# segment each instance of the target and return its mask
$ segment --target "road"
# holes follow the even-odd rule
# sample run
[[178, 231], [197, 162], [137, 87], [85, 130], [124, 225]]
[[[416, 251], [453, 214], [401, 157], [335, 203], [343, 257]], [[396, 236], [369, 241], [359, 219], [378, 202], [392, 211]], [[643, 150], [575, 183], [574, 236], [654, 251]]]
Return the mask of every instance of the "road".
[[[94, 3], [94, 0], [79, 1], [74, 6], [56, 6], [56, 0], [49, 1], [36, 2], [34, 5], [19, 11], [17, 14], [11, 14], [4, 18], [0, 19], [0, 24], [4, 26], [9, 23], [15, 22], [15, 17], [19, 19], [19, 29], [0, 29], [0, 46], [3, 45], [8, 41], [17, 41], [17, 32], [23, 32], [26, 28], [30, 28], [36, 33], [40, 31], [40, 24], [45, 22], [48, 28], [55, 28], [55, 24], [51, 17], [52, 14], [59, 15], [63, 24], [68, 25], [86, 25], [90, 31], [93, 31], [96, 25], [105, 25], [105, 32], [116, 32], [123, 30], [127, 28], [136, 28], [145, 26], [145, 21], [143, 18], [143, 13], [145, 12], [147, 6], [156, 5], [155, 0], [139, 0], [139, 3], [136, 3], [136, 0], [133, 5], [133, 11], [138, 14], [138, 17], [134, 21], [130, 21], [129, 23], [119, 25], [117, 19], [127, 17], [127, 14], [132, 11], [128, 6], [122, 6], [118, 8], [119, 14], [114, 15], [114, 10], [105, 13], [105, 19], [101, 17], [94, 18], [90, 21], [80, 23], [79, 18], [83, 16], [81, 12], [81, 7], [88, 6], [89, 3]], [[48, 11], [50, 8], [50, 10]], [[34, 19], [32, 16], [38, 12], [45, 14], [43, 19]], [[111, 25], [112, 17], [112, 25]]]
________________________
■ WHAT YOU WILL DO
Please copy the items from the first line through the line containing "236], [654, 251]]]", swapping "sample run" for "test run" and leaving everything else unchanged.

■ OUTPUT BELOW
# segment each instance of the target and return its mask
$ segment --target "road"
# holes follow the even-odd rule
# test run
[[178, 231], [197, 162], [137, 87], [85, 130], [124, 225]]
[[[416, 251], [453, 214], [401, 157], [335, 203], [343, 257]], [[396, 236], [369, 241], [359, 219], [378, 202], [392, 211]], [[643, 150], [575, 183], [574, 236], [654, 251]]]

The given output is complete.